Do this: Filter the items below down to the lines that contain the string "coords", and list those lines.

Region outline entries
○ ○ ○ ○ ○ ○ ○

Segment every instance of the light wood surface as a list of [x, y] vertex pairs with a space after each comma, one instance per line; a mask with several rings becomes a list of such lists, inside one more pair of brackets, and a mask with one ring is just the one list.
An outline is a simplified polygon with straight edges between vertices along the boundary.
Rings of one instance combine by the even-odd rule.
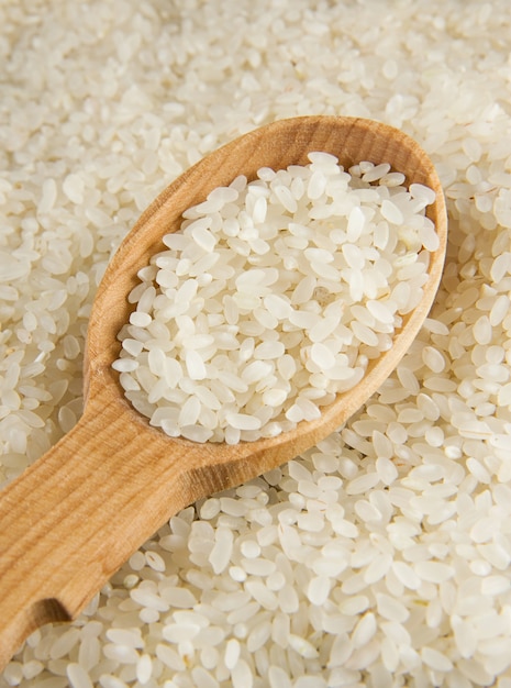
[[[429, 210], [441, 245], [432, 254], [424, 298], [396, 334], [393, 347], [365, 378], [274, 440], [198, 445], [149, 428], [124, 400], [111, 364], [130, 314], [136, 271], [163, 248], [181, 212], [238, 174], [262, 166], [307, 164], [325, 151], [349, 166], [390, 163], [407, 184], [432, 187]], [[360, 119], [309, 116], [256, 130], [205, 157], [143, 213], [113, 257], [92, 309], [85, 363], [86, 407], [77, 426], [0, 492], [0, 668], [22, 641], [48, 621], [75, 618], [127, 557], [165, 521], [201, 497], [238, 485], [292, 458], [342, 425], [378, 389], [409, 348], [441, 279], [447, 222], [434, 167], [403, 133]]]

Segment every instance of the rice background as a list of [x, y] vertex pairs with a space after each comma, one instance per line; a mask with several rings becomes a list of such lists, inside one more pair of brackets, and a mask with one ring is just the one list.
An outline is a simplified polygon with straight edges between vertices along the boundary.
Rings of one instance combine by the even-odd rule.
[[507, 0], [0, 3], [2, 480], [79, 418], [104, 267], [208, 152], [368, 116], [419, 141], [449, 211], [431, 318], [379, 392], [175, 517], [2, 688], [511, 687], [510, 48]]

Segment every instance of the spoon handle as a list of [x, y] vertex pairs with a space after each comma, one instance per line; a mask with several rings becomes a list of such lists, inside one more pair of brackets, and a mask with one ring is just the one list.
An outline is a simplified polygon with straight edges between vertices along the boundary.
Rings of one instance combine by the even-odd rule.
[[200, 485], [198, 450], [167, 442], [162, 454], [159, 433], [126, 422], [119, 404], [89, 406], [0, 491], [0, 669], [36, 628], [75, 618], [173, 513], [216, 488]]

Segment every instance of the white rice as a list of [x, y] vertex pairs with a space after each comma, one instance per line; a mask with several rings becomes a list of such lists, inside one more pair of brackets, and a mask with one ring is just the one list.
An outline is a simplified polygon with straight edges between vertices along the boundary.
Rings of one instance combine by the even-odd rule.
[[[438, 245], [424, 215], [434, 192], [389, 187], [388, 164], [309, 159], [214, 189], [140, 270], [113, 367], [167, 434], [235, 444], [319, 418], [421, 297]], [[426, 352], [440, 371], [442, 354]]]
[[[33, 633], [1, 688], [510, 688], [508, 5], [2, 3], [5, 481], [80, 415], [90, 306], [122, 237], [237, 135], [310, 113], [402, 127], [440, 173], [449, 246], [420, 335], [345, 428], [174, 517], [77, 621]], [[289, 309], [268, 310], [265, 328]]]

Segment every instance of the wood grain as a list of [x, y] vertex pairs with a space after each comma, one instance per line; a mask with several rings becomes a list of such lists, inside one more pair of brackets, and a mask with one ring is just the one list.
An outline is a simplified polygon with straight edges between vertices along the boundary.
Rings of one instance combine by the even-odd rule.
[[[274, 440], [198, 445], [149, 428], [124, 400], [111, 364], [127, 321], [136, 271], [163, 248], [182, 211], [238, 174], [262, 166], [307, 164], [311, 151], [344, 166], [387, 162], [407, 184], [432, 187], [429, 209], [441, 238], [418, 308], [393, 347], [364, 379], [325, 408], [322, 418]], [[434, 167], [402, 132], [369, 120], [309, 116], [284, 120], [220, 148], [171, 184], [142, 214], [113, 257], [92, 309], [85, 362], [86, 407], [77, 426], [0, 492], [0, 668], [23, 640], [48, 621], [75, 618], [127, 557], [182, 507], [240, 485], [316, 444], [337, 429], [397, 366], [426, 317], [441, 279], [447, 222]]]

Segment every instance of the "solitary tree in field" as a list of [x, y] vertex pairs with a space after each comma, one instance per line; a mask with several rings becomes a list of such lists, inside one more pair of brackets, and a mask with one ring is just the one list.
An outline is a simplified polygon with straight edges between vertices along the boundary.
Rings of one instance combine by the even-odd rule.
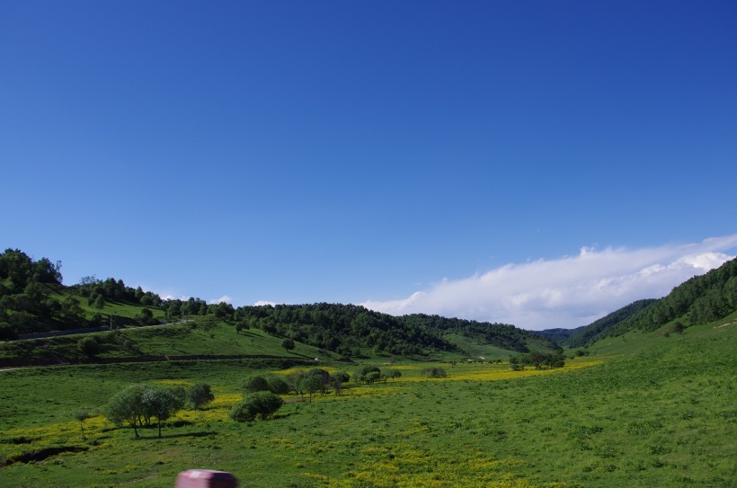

○ ○ ○ ○ ○ ○ ○

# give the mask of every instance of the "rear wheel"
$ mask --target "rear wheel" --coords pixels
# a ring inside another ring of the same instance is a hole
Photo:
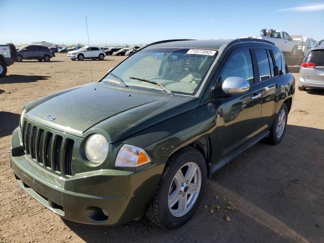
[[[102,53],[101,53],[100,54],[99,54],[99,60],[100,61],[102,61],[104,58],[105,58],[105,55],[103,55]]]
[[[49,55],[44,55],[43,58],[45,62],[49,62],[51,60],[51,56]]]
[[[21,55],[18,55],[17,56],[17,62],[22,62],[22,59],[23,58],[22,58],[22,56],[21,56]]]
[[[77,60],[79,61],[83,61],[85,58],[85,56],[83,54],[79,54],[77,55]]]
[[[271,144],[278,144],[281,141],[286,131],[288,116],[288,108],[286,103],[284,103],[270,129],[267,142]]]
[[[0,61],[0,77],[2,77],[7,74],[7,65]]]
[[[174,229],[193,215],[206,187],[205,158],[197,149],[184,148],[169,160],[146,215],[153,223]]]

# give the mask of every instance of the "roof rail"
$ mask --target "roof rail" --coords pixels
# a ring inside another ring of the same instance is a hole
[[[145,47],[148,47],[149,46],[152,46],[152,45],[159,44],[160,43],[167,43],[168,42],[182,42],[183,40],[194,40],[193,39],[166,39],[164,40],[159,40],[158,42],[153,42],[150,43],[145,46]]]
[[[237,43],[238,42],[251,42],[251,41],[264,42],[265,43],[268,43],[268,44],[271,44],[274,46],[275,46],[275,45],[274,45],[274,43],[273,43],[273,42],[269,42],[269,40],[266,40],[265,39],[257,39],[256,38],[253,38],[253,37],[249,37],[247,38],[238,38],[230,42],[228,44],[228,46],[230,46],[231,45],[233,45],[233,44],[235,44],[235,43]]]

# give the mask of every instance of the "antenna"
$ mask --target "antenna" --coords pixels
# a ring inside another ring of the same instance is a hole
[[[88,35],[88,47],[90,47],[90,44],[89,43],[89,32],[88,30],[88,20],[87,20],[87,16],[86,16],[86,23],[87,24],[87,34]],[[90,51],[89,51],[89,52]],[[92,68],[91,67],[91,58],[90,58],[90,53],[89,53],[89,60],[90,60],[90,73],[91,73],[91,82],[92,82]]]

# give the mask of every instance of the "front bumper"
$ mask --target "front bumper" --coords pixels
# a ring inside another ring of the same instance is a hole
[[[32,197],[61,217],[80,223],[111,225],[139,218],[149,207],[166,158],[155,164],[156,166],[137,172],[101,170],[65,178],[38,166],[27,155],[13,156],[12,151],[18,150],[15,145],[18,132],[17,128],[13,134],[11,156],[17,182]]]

○ ○ ○ ○ ○ ○ ○

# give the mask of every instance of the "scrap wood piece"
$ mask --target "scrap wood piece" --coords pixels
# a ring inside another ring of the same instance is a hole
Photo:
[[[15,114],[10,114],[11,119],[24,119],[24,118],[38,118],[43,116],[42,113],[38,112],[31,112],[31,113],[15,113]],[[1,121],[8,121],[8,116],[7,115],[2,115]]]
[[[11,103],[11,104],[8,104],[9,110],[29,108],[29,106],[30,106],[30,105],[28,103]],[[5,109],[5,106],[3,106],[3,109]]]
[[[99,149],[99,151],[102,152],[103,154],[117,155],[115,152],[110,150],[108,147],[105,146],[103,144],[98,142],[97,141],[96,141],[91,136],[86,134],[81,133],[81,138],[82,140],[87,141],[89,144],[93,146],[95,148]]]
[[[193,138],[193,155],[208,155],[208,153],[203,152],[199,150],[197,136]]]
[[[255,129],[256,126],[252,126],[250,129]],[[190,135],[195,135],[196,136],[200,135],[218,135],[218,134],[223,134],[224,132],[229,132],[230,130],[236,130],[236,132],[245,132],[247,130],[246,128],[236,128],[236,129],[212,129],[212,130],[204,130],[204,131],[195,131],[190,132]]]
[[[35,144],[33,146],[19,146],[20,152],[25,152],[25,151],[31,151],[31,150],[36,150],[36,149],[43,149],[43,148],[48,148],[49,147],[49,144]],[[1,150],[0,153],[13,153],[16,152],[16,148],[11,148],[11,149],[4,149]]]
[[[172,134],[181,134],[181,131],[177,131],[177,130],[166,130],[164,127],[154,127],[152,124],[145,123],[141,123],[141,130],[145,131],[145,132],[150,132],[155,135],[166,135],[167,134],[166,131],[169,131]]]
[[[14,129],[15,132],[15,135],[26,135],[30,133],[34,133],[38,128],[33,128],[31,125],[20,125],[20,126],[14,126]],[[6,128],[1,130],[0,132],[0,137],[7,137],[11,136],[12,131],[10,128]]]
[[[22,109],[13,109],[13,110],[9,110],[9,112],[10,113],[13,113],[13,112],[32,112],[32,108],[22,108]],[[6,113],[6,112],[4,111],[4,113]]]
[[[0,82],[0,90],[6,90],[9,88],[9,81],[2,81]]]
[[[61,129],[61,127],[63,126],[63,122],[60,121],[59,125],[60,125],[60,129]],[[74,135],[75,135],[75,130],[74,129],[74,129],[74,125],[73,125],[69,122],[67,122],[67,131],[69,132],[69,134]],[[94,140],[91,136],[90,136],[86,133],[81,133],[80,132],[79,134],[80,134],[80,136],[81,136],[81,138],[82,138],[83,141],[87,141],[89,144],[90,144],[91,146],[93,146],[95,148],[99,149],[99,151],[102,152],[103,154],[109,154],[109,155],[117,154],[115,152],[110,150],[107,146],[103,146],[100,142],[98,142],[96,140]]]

○ ○ ○ ○ ○ ○ ○

Finished answer:
$ mask --target "rear wheel" --coords pixels
$ mask --target "roof rail" --coords pixels
$ mask --target "antenna" --coords pixels
$ mask --target "front bumper" --coords pixels
$ mask --target "scrap wood piece" --coords pixels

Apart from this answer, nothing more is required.